→ **Stated exercise**
Your task is to transcribe the records exactly, skipping every image.

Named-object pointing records
++++++++++++++++++++

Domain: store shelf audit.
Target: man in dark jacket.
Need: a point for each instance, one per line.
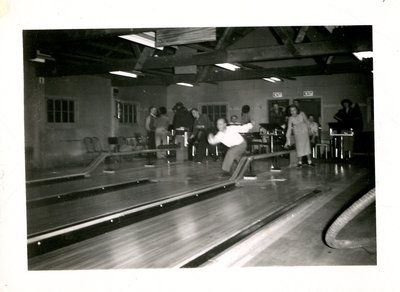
(182, 117)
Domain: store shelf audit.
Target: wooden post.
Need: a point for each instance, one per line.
(293, 158)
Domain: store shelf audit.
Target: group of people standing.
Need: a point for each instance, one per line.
(305, 130)
(201, 130)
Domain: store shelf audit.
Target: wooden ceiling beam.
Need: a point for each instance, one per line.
(306, 50)
(221, 44)
(285, 36)
(259, 54)
(301, 34)
(286, 72)
(146, 53)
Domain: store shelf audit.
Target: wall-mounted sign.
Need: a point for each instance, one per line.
(308, 93)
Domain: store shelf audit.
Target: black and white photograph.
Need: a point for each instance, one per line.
(196, 147)
(176, 146)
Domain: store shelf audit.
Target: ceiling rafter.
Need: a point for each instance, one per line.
(306, 50)
(290, 72)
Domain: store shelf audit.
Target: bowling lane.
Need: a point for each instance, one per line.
(161, 169)
(170, 239)
(168, 181)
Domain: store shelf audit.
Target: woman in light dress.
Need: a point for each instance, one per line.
(299, 123)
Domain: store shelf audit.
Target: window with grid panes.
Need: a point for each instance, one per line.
(128, 114)
(214, 111)
(60, 111)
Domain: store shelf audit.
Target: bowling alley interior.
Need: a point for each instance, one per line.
(198, 147)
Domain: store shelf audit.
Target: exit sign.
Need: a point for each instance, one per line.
(308, 93)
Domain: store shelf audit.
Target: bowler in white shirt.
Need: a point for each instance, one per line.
(230, 137)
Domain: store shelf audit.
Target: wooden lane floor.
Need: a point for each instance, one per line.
(303, 245)
(170, 239)
(161, 169)
(167, 181)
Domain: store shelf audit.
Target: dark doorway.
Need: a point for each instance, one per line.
(311, 106)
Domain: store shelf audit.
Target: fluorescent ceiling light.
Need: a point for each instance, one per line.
(269, 79)
(41, 58)
(185, 84)
(363, 55)
(123, 73)
(144, 38)
(228, 66)
(276, 79)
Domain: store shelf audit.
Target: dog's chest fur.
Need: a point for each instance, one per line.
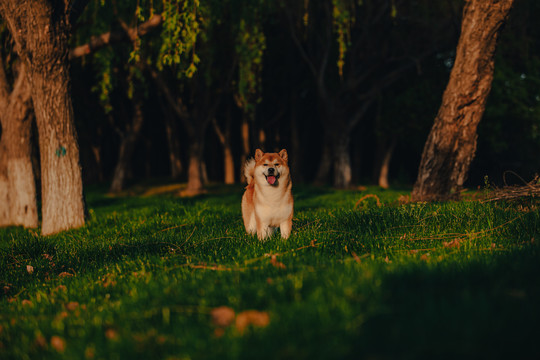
(273, 204)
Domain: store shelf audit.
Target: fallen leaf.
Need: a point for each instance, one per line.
(454, 243)
(72, 305)
(219, 332)
(40, 341)
(111, 334)
(58, 343)
(108, 282)
(251, 317)
(222, 316)
(90, 352)
(276, 263)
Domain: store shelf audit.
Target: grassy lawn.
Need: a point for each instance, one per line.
(157, 276)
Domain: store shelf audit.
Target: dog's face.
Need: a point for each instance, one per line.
(271, 167)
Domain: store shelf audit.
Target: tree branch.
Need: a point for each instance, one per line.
(127, 34)
(176, 105)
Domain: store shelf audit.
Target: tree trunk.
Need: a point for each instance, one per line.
(297, 171)
(325, 164)
(245, 145)
(127, 146)
(171, 129)
(41, 30)
(383, 165)
(451, 144)
(342, 160)
(229, 163)
(5, 214)
(195, 171)
(17, 125)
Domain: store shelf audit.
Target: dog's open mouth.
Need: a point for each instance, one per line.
(272, 179)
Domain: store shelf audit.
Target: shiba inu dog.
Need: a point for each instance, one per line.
(267, 202)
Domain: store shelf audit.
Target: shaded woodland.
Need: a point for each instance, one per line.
(187, 90)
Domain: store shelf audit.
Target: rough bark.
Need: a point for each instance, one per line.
(173, 141)
(245, 145)
(224, 137)
(17, 123)
(451, 144)
(195, 184)
(127, 146)
(325, 164)
(5, 214)
(383, 163)
(40, 30)
(341, 160)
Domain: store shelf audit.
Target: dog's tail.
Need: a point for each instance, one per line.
(249, 170)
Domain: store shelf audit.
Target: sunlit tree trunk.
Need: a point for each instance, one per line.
(41, 30)
(195, 184)
(5, 217)
(325, 162)
(451, 144)
(127, 146)
(383, 164)
(17, 123)
(171, 129)
(245, 145)
(341, 160)
(224, 136)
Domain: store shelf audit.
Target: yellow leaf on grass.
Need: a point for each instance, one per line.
(276, 263)
(72, 305)
(222, 316)
(251, 317)
(58, 343)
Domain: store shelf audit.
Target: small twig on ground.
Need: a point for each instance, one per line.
(367, 197)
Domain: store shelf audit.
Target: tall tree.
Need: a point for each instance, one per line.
(41, 29)
(451, 144)
(18, 205)
(352, 67)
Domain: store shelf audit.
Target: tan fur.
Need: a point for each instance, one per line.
(266, 206)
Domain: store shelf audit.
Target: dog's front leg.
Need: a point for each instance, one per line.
(285, 228)
(263, 230)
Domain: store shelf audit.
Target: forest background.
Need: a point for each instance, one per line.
(187, 89)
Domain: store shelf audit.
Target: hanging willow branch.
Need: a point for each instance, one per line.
(514, 192)
(111, 37)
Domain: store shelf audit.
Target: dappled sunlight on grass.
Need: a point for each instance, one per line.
(146, 274)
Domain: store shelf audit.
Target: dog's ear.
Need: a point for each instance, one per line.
(258, 154)
(283, 154)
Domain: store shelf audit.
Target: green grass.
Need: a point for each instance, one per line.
(407, 281)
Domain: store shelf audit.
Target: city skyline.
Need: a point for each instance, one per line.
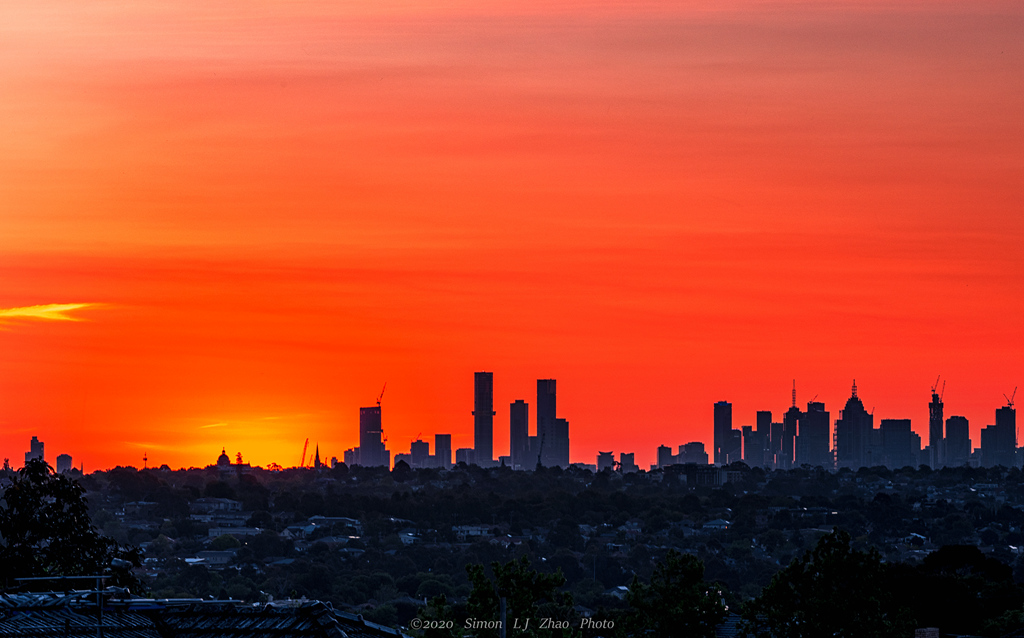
(799, 437)
(226, 225)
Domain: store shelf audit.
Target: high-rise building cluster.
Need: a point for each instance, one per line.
(549, 447)
(804, 437)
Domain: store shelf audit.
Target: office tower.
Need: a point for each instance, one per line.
(552, 432)
(693, 453)
(419, 454)
(35, 451)
(519, 435)
(371, 452)
(723, 430)
(957, 441)
(442, 451)
(897, 451)
(775, 443)
(626, 463)
(733, 451)
(665, 457)
(935, 460)
(998, 442)
(483, 418)
(755, 445)
(545, 420)
(813, 438)
(853, 433)
(1006, 421)
(64, 463)
(791, 421)
(560, 449)
(918, 455)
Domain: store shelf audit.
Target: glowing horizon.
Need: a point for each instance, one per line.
(236, 221)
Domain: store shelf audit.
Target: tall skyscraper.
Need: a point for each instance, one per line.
(552, 432)
(853, 433)
(935, 443)
(957, 441)
(813, 440)
(35, 450)
(723, 431)
(442, 451)
(519, 435)
(483, 419)
(665, 457)
(1001, 448)
(897, 451)
(419, 453)
(371, 452)
(791, 422)
(64, 463)
(693, 453)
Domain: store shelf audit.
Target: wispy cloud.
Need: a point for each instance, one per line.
(45, 312)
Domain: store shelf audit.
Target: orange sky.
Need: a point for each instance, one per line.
(270, 209)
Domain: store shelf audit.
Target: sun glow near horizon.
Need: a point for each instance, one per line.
(279, 207)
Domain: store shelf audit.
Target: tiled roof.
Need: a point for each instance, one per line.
(77, 614)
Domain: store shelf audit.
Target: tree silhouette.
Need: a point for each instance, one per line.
(46, 532)
(528, 594)
(830, 591)
(676, 602)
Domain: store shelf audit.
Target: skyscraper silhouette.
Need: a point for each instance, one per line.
(483, 418)
(519, 434)
(371, 452)
(853, 433)
(35, 450)
(936, 457)
(813, 439)
(957, 441)
(723, 431)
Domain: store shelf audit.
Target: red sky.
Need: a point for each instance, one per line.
(272, 209)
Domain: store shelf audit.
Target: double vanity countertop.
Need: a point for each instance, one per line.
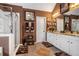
(66, 33)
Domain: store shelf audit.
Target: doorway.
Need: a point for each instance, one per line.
(40, 29)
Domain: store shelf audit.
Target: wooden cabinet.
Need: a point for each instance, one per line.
(68, 44)
(29, 34)
(74, 46)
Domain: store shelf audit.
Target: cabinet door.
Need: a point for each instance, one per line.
(65, 44)
(74, 46)
(49, 37)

++++++++++++++++++++

→ **Output for this exercise**
Domain: store shelf audit.
Target: man in dark jacket.
Need: a point for each instance, one per line.
(182, 117)
Domain: store shelf audit.
Target: wooden post.
Need: a point for each instance, one per line.
(293, 158)
Domain: store shelf audit.
Target: group of people standing.
Need: a point for each instance, one per line.
(305, 130)
(201, 130)
Domain: store shelf audit.
Target: wooden ceiling beam.
Need: a point for each instance, one per line.
(306, 50)
(221, 44)
(285, 36)
(259, 54)
(301, 34)
(286, 72)
(146, 53)
Domain: store shelf audit.
Target: wall-mounted sign.
Need: a point for each instance, one per line.
(308, 93)
Domain: store shelf audit.
Target: black and white photograph.
Need: a point for each instance, one per line.
(196, 147)
(176, 146)
Domain: store shelf audit.
Target: ceiling rafter.
Need: a point for each instance, one per line.
(306, 50)
(290, 72)
Domain: store shelf audit.
Target: bowling lane.
Need: a point for each instance, one per line.
(161, 169)
(170, 239)
(168, 181)
Domain: store shelf audit.
Target: woman in light dress.
Need: a point for each instance, one per line.
(299, 123)
Domain: store shelf audit.
Target: window with grid panes.
Need: a point for each instance, one per line.
(128, 114)
(214, 111)
(60, 111)
Domain: store shelf audit.
Target: bowling alley interior.
Need: a point for each instance, one per line.
(198, 147)
Domain: store shelf audit.
Target: exit sign.
Need: a point for each instance, one per line.
(308, 93)
Domain: store shelf audit.
Target: bowler in white shirt.
Need: a point for each instance, one per line.
(230, 137)
Domain: store shelf audit.
Target: wooden lane floor.
Need: a point for each instance, one per line.
(303, 245)
(170, 239)
(161, 169)
(167, 181)
Domain: store shelf audit.
Target: dark doorway.
Need: a point for each instance, one per line.
(311, 106)
Domain: store shelf audit.
Target: fluorescent ceiling light.
Need: a point for each instance, one per line.
(269, 79)
(41, 58)
(185, 84)
(363, 55)
(123, 73)
(144, 38)
(228, 66)
(276, 79)
Domain: store shelf audit.
Target: dog's chest fur.
Need: a point for each instance, one per line.
(273, 204)
Domain: store shelf audit.
Target: fallen leaf.
Need: a point for each instance, one per line.
(454, 243)
(72, 305)
(219, 332)
(40, 341)
(111, 334)
(58, 343)
(108, 282)
(251, 317)
(222, 316)
(90, 352)
(276, 263)
Domain: store shelf audit.
Target: grassy lawn.
Need: a point for each instance, one per line.
(157, 276)
Domain: store shelf audit.
Target: dog's face.
Need: a point for each instance, one per line.
(271, 167)
Domain: store shelf audit.
Target: tree branch.
Need: a point for each instance, one per line.
(127, 34)
(176, 105)
Domain: store shelf audit.
Target: tree trunk.
Need: a point for each instance, one per line.
(297, 171)
(325, 164)
(245, 145)
(127, 146)
(171, 129)
(41, 30)
(383, 165)
(451, 144)
(342, 160)
(229, 163)
(5, 214)
(195, 171)
(17, 125)
Domain: store shelf audit.
Target: dog's open mouth.
Need: a point for each instance, one per line.
(272, 179)
Domain: store shelf audit.
Target: shiba inu dog.
Need: a point for each instance, one per line.
(267, 202)
Domain: store shelf audit.
Target: shaded woodland.
Need: a point for each instance, one per line.
(187, 90)
Domain: store shelf audit.
Target: rough bark.
Need: a point for each instance, one per line.
(173, 141)
(245, 145)
(224, 137)
(17, 123)
(451, 144)
(195, 184)
(127, 146)
(325, 164)
(5, 214)
(383, 163)
(40, 30)
(341, 160)
Domain: store shelf audit.
Target: dog's tail.
Need: a point for each instance, one per line.
(249, 170)
Domain: store shelf audit.
Target: sunlit tree trunk.
Need: a point for each instance, one per line.
(41, 30)
(195, 184)
(5, 217)
(325, 162)
(451, 144)
(127, 146)
(383, 164)
(17, 123)
(171, 129)
(245, 145)
(341, 160)
(224, 136)
Domain: store shelf audit.
Target: yellow leaf on grass.
Need: a point for each instance, one per line.
(276, 263)
(72, 305)
(222, 316)
(251, 317)
(58, 343)
Domain: store shelf audit.
Target: small twig on ground.
Need: a point for each instance, one per line.
(367, 197)
Domain: store shelf audit.
Target: tall tree.
Need: a point for each instance, one per line.
(41, 29)
(451, 144)
(18, 205)
(352, 67)
Domain: store shelf audit.
Target: tan fur.
Need: a point for each instance, one per line.
(266, 206)
Domain: store shelf audit.
Target: dog's front leg.
Need: a point for each instance, one per line.
(285, 228)
(263, 230)
Domain: store shelf audit.
Target: forest background.
Need: a point for each instance, one per line.
(187, 89)
Domain: store shelf audit.
Target: hanging willow branch.
Need: a point for each instance, one per line.
(514, 192)
(111, 37)
Domain: store shelf audit.
Target: dappled sunlight on grass.
Need: a point for each instance, one per line.
(146, 274)
Domain: store shelf audit.
Target: dog's ear.
Need: a point for each instance, one per line.
(258, 154)
(283, 154)
Domain: store shelf audit.
Target: green grass.
Need: a point for each instance, one per line.
(407, 281)
Domain: store shelf audit.
Target: city skyline.
Need: a point for each instance, one per line.
(799, 437)
(226, 225)
Domain: store shelf audit.
Target: high-rise building cluster.
Need: a point for each instance, one per line.
(549, 447)
(804, 437)
Domain: store shelf audit.
Target: office tower.
Need: a point for each instance, one per line.
(552, 432)
(693, 453)
(419, 454)
(35, 451)
(519, 435)
(371, 452)
(723, 430)
(957, 441)
(442, 451)
(897, 451)
(775, 443)
(626, 463)
(733, 451)
(665, 457)
(935, 460)
(998, 442)
(483, 418)
(755, 445)
(545, 420)
(813, 438)
(853, 433)
(1006, 421)
(64, 463)
(791, 421)
(560, 449)
(918, 455)
Domain: store shelf audit.
Target: glowing horizon.
Need: a point for each instance, one per line.
(236, 221)
Domain: store shelf audit.
Target: tall skyscraper.
Need: a point for each instance, one per line.
(552, 432)
(853, 433)
(935, 443)
(957, 441)
(813, 440)
(35, 450)
(723, 431)
(442, 451)
(519, 435)
(483, 419)
(665, 457)
(1001, 448)
(897, 451)
(419, 453)
(371, 452)
(791, 422)
(64, 463)
(693, 453)
Domain: store shelf audit.
Target: wispy cloud.
Need: a point for each instance, one per line.
(45, 312)
Domain: store shelf audit.
Target: orange sky.
Need: a point for each instance, one per line.
(270, 209)
Domain: store shelf audit.
Target: sun glow near horizon.
Need: a point for each instance, one per line.
(279, 207)
Domain: store shelf audit.
Target: tiled roof.
Need: a point for each instance, one per line.
(77, 614)
Domain: store shelf audit.
Target: tree silhouette.
Need: a point for each instance, one per line.
(46, 532)
(528, 594)
(830, 591)
(676, 602)
Domain: store shelf audit.
Target: skyscraper silhouette.
Need: a point for each instance, one per line.
(483, 418)
(519, 434)
(371, 452)
(853, 433)
(35, 450)
(936, 457)
(813, 439)
(957, 441)
(723, 431)
Domain: store shelf audit.
Target: red sky.
Need: a point for each instance, one per line.
(272, 209)
Domain: store shelf audit.
Target: double vanity countertop.
Need: a point for each instance, one per line.
(66, 33)
Domain: store shelf audit.
Target: doorway.
Need: a point for each instance, one per line.
(40, 29)
Domain: store shelf audit.
Target: wooden cabinet.
Need: a point for each instance, one per line.
(68, 44)
(29, 34)
(74, 46)
Domain: store shelf audit.
Target: cabinet door.
Need: a point for each instance, one per line.
(65, 44)
(74, 46)
(49, 37)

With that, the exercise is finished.